▸ GIVEN INSTRUCTION:
Return every line below that contains the string "separate", copying each one in full.
==== EXERCISE MATERIAL
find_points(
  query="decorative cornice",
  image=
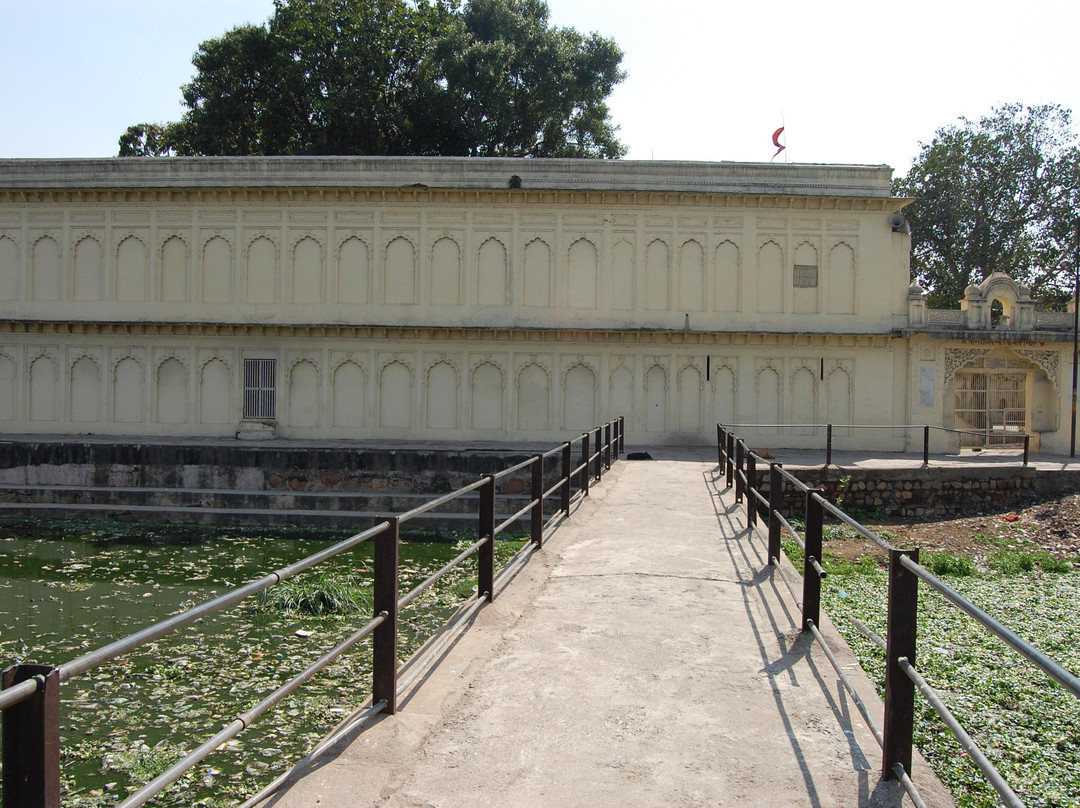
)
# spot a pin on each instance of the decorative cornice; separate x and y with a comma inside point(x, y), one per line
point(433, 333)
point(350, 197)
point(449, 174)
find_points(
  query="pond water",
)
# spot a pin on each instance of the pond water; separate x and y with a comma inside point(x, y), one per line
========
▸ TASK OUTPUT:
# spot a pin on each instance of the decorative cornice; separate x and y with a comma inside point(x, y), one per line
# spot a pin on each instance of the pond water; separate x and y with a comma inside point(x, y), one per line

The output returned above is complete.